Job:
Reproduce the listing below word for word, keeping every line in its original order.

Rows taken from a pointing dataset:
────────────────────────────────────────

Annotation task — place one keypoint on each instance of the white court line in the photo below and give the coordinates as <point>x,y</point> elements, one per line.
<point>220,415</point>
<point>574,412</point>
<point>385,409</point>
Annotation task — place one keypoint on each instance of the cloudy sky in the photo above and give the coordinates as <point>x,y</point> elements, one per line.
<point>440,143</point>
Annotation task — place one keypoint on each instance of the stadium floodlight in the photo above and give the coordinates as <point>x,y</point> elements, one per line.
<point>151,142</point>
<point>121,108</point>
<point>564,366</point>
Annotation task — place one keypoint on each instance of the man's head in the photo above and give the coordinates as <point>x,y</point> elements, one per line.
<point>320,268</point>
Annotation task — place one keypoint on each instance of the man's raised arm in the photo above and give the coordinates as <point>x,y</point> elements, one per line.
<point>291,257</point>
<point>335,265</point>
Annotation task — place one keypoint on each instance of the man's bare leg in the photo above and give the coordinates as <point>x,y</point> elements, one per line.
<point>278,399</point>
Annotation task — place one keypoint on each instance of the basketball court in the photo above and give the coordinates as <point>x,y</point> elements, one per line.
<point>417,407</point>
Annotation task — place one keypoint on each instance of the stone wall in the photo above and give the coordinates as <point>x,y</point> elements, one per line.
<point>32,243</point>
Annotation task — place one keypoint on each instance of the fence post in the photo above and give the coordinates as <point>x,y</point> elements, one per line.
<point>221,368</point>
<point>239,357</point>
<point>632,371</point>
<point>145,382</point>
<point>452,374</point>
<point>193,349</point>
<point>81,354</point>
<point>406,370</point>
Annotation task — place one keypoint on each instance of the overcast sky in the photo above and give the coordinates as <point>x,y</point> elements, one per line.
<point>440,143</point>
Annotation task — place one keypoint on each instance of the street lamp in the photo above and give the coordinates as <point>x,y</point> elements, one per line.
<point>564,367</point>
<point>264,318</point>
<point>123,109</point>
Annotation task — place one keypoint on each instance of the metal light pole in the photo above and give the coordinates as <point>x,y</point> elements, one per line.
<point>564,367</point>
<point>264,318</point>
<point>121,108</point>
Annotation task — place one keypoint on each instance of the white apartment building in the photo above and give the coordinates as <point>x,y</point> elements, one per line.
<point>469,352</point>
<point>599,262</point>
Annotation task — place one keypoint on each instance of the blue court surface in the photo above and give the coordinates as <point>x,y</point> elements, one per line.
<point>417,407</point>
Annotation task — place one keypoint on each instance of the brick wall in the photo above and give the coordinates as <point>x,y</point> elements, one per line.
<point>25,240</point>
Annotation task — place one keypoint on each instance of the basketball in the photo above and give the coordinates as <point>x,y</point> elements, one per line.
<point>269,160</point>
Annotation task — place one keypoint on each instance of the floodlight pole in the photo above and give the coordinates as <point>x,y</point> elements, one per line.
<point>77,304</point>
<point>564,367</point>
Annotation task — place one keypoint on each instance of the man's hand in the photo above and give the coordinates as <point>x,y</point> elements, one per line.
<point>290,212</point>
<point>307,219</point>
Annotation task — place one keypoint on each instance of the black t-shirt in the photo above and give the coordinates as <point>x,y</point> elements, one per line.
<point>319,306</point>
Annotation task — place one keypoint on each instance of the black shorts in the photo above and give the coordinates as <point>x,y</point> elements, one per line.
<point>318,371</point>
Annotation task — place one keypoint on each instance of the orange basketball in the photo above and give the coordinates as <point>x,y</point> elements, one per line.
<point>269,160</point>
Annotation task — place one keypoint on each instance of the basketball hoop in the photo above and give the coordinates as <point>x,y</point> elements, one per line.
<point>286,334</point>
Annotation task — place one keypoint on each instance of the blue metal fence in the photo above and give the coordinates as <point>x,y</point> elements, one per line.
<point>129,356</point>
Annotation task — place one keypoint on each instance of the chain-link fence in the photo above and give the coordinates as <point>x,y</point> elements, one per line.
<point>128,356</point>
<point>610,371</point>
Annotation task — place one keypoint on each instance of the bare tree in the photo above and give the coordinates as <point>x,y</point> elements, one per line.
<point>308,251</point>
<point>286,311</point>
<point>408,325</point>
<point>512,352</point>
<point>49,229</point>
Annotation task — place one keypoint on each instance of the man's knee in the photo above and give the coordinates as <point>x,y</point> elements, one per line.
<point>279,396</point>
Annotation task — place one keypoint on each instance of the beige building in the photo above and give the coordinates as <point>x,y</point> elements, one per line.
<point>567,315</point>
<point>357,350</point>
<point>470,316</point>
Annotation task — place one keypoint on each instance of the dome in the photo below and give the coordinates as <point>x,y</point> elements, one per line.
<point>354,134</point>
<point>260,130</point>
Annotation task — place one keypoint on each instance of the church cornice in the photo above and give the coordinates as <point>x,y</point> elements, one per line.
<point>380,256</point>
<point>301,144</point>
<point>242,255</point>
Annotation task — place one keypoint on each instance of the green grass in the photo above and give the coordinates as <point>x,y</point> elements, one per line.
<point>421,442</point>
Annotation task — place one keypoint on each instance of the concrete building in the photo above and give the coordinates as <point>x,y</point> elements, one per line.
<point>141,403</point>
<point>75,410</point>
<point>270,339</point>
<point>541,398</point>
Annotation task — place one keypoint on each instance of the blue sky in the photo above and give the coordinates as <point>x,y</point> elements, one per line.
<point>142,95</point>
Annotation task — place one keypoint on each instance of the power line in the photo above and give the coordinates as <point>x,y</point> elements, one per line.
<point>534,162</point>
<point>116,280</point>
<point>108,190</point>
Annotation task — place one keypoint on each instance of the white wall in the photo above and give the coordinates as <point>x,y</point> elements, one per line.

────────────────────────────────────────

Complete answer:
Annotation task — place one keypoint on each instance of the white court line in the photo below and give the coordinates as <point>x,y</point> elements, one per line.
<point>220,415</point>
<point>574,412</point>
<point>385,409</point>
Annotation task — place one keypoint on each instance of the cloudy sky in the photo above and give the coordinates as <point>x,y</point> elements, one per line.
<point>440,143</point>
Annotation task — place one keypoint on each instance of the stadium floodlight in the photo above and give the coordinates as <point>x,y</point> elements, one per line.
<point>151,142</point>
<point>121,108</point>
<point>564,366</point>
Annotation task — place one keypoint on each instance of the man's head in the photo above and give the coordinates as <point>x,y</point> elements, one per line.
<point>320,268</point>
Annotation task — place one keypoint on each instance of the man's raised arm in the photo above and give the coordinates as <point>x,y</point> elements, one per line.
<point>291,257</point>
<point>335,265</point>
Annotation task — place one keypoint on each instance of the man's bare leg in the photo above and give the coordinates as <point>x,y</point> elements, one per line.
<point>278,399</point>
Annotation task — place one keypoint on each instance of the basketball court in the photo above and give the coordinates as <point>x,y</point> elements, one per line.
<point>417,407</point>
Annotation task — place one keypoint on each instance of the stone wall in the photo above and give the coordinates as <point>x,y</point> elements, one per line.
<point>32,243</point>
Annotation task — place one keypoint on each instance of the fence post in the photo above and give the coordinates as <point>x,y</point> elements, one per line.
<point>221,368</point>
<point>239,357</point>
<point>632,371</point>
<point>145,382</point>
<point>452,374</point>
<point>193,349</point>
<point>81,354</point>
<point>406,370</point>
Annotation task — place one keypoint on each instance of the overcast sky in the photo above and give the coordinates as <point>x,y</point> elements, one per line.
<point>440,143</point>
Annotation task — place one keypoint on each instance of the street lamp in the photo above and give the coordinates as <point>x,y</point> elements, one per line.
<point>564,367</point>
<point>264,318</point>
<point>123,109</point>
Annotation task — place one keypoint on each instance of the metal light pole in the photo above and give the coordinates as <point>x,y</point> elements, one per line.
<point>564,367</point>
<point>264,318</point>
<point>121,108</point>
Annotation task — place one keypoint on each instance of the white apartment building in the photo above and give the coordinates as <point>x,y</point> elements, one per line.
<point>469,352</point>
<point>599,262</point>
Annotation task — place one keypoint on each instance of the blue court surface in the photo above and give the coordinates as <point>x,y</point> elements, one per line.
<point>417,407</point>
Annotation task — place one keypoint on each instance of the brick wall in the photo above and give the coordinates as <point>x,y</point> elements, one per line.
<point>25,240</point>
Annotation task — place one keypoint on each instance of the basketball in the photo above and give the coordinates as <point>x,y</point> elements, one per line.
<point>269,160</point>
Annotation task — place one keypoint on each instance of the floodlight pole in the photo above and give the coordinates as <point>x,y</point> elements, one per line.
<point>77,304</point>
<point>564,367</point>
Annotation task — place one keypoint on each instance of the man's hand in the photo above and give the coordinates as <point>x,y</point> elements, one per line.
<point>290,212</point>
<point>307,219</point>
Annotation task — place one keypoint on each instance of the black t-shirt in the photo above and give the coordinates as <point>x,y</point> elements, one per line.
<point>319,306</point>
Annotation task — place one keypoint on each instance of the black shorts in the photo above and give the coordinates as <point>x,y</point> elements, one per line.
<point>318,371</point>
Annotation task — place one keypoint on each instance of the orange basketball in the photo above and give the coordinates as <point>x,y</point> elements, one per line.
<point>269,160</point>
Annotation task — place one keypoint on each instance of the basketball hoop in the photo above and give the coordinates as <point>x,y</point> elements, one per line.
<point>286,334</point>
Annotation task — place one keypoint on each instance of the blue metal fence in the photo above and give the coordinates as <point>x,y</point> elements, one per line.
<point>129,356</point>
Annotation task — place one keypoint on each instance of the chain-link fence in the photo above and give the coordinates as <point>x,y</point> elements, one per line.
<point>128,356</point>
<point>610,371</point>
Annotation task — place one keypoint on each instance of the bare tree in the photo above and give the coordinates as <point>x,y</point> elements, one per line.
<point>308,251</point>
<point>286,311</point>
<point>408,325</point>
<point>512,352</point>
<point>49,229</point>
Annotation task — place one keypoint on each instance of the man's knee in the photo above and give the coordinates as <point>x,y</point> elements, one per line.
<point>279,396</point>
Annotation task — place one keypoint on each instance of the beige building in the photo above and give the coordinates as <point>x,y</point> elements, one per line.
<point>567,315</point>
<point>357,350</point>
<point>470,316</point>
Annotation task — place one keypoint on each instance of the dome in the photo below and give the coordinates as <point>x,y</point> elements, one per line.
<point>354,134</point>
<point>260,130</point>
Annotation task — place one keypoint on each instance of the church cornice in the photo above and give the coordinates as <point>x,y</point> elements, one per line.
<point>380,256</point>
<point>301,144</point>
<point>242,255</point>
Annotation task — place one keypoint on each instance of the green grass in the photo above and give the coordinates as <point>x,y</point> elements, one per line.
<point>421,442</point>
Annotation task — place one keypoint on each instance of the concrete building in the photo above and give the coordinates as <point>x,y</point> elements, one per line.
<point>141,403</point>
<point>75,410</point>
<point>270,339</point>
<point>541,398</point>
Annotation task — place one keypoint on each instance of the blue sky in the photo above and give the coordinates as <point>x,y</point> elements, one per line.
<point>142,95</point>
Annotation task — place one keypoint on each instance of the power line in the photo above and give the coordinates as <point>x,y</point> elements, one per line.
<point>534,162</point>
<point>116,280</point>
<point>108,190</point>
Annotation task — place one keypoint on each instance of the white wall in the photo above and give the coordinates as <point>x,y</point> elements, one per line.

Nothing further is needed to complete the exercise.